== CONSEGNA SCRITTA 1 ==
Ridimensiona le voci fornite da quella iniziale fino alla riga che contiene "[(769, 687)]", entrambe comprese, riscrivendo ogni riga per intero e moltiplicando per 1,75 le coordinate nelle risposte, arrotondate all'intero con le metà per eccesso. Lascia fuori le immagini.

Un film in forma di fiore, professionale e intelligente. Con una sceneggiatura dominante, che sgrana i suoi petali ad uno ad uno con la regolare precisione di un rosario funebre. Partendo dal centro dei fatti, una rapina ad una gioielleria. E poi ripercorrendoli separatamente secondo non tanto il punto di vista, quanto la nuda dinamica degli eventi riferibili ai singoli partecipanti. Ogni specifico elemento è inserito scorrendo avanti e indietro nel tempo, per poi tornare inesorabilmente al centro. Componendo così una forma articolata e senza scampo di sboccio progressivo che alla fine rende lo spettatore edotto circa la tipologia appunto di fiore – geometrico e mortuario – che si sta contemplando, perché tutto è già dato, ma lo si vede compiutamente nella sua mostruosità solo alla fine del disegno. E senza artifici né concettosità particolari si configurano nel contempo anche le psicologie dei protagonisti, tutti sorretti da una eccellente recitazione, tutti compartecipi non tanto di un male innato, quanto portatori di una predisposizione che si manifesta in funzione delle circostanze e degli eventi. E che il caso distorce e scatena fino a multipli punti di non ritorno. Denso di temi esistenziali ridotti al nocciolo, sostanziato da una regia e da un montaggio di grande qualità, che non si distrae mai dal proprio umano e disumano percorso, pur arricchendolo di continui, perfetti dettagli, è un film che cresce progressivamente nella memoria più come prodotto dell’ingegno che non come espressione – seppur aberrata – del sentimento. E che,come Michael Clayton, guadagna dalla molteplicità delle visioni, anche in tempi ravvicinati.

== CONSEGNA SCRITTA 2 ==
Riassumi in due frasi la recensione del film.

== VOCI FORNITE ==
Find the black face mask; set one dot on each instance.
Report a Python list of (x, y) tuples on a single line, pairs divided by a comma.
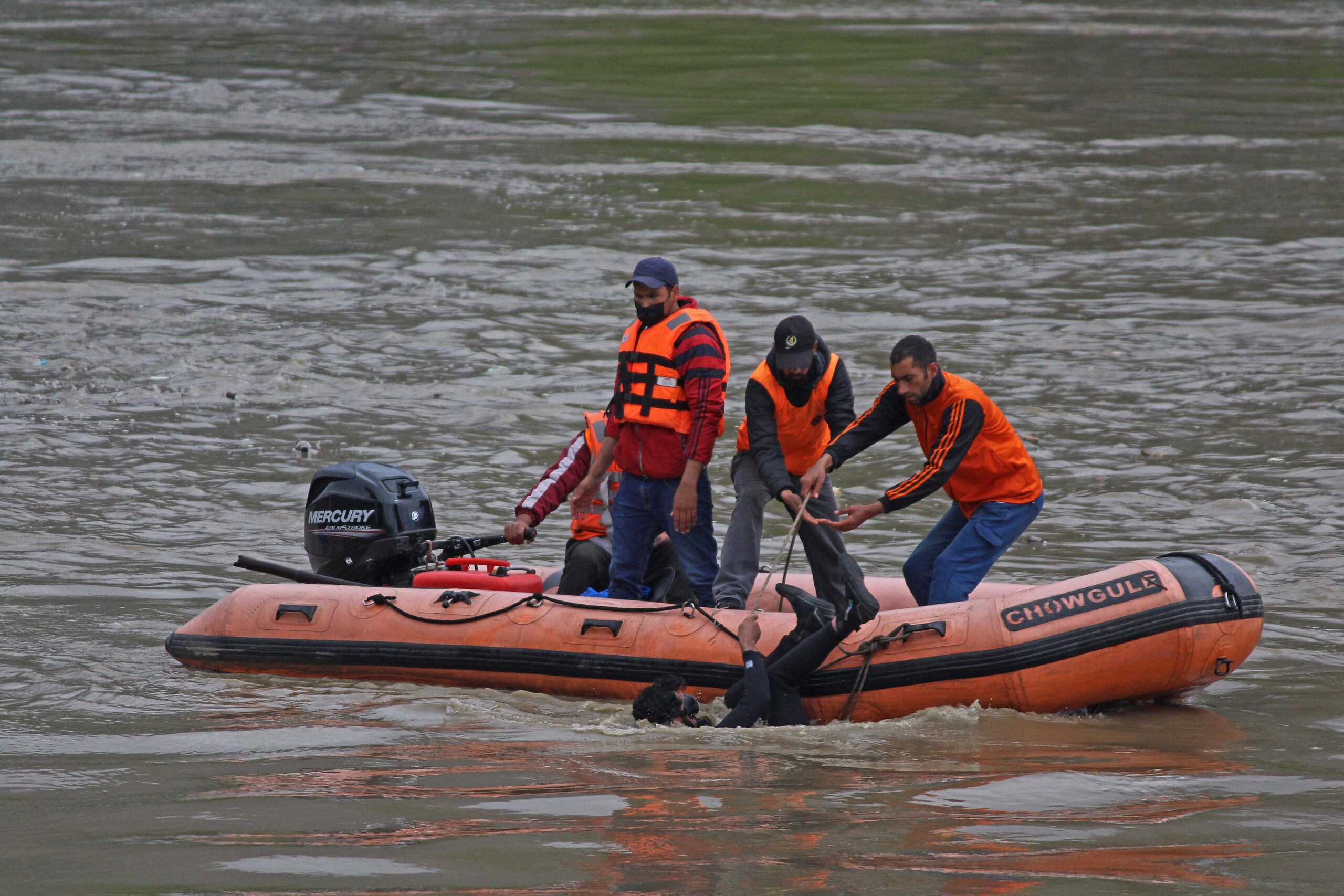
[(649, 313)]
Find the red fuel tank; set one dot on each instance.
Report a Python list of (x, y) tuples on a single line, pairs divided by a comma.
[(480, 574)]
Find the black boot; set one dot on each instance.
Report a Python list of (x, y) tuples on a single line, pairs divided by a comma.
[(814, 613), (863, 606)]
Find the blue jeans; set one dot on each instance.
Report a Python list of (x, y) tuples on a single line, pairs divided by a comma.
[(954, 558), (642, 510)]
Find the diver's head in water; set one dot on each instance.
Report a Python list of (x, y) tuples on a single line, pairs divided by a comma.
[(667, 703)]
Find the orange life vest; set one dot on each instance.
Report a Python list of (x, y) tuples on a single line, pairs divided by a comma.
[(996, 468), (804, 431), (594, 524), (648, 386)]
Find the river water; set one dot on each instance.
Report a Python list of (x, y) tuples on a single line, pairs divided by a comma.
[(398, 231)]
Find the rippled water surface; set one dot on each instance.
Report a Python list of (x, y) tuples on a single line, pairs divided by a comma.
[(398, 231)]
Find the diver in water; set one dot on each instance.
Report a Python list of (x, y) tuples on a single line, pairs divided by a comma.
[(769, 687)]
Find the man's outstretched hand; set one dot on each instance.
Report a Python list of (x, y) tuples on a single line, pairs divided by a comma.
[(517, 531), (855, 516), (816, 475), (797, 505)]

== RISPOSTA ALL'ESERCIZIO 1 ==
Find the black face mask; set one dot on each instance.
Report a Python list of (x, y) tuples on a single line, pairs divided by a comma.
[(1136, 548)]
Find the red fuel tank; set one dot on each instance.
Report a Python list of (x, y) tuples on a single line, pairs divided by a comma.
[(840, 1005)]
Find the black boot; set one dot on each instance.
Report a Python list of (x, y) tuples on a single line, pairs divided by a comma.
[(1425, 1073), (1510, 1061)]
Find the blue jeans; set one dot on each instance.
Report a Python list of (x, y) tuples on a single line, pairs divided by a comma.
[(1670, 977), (1124, 893)]
Find the diver's head in water; set one dot on each instance.
Report a Python list of (x, y) tuples on a single line, pairs divided by a comma.
[(1167, 1230)]
Find the orange life vest; set one dot on each instance.
Report a Python list of (x, y) tuples on a single line, pairs divided by a comma.
[(1743, 819), (1407, 754), (1040, 917), (1134, 676)]
Find the river water; set one dot on each instance.
Report a Python list of (x, y) tuples on a single line, pairs divided by a comma.
[(697, 404)]
Find the rippled water surface; set one dot on each instance.
Report a Python list of (x, y) tuples on a single line, pairs divided by a comma.
[(697, 404)]
Find the diver in water; set one dot on each instance.
Report a Python list of (x, y) tuples on a single line, pairs divided by a comma.
[(1346, 1202)]

== RISPOSTA ALL'ESERCIZIO 2 ==
Il film, definito professionale e intelligente, parte da una rapina a una gioielleria e ripercorre gli eventi legati ai singoli partecipanti andando avanti e indietro nel tempo, così che il disegno completo si vede solo alla fine. Grazie a un'eccellente recitazione, a una regia e a un montaggio di grande qualità, delinea personaggi la cui predisposizione si manifesta secondo le circostanze e, come Michael Clayton, guadagna dalla molteplicità delle visioni.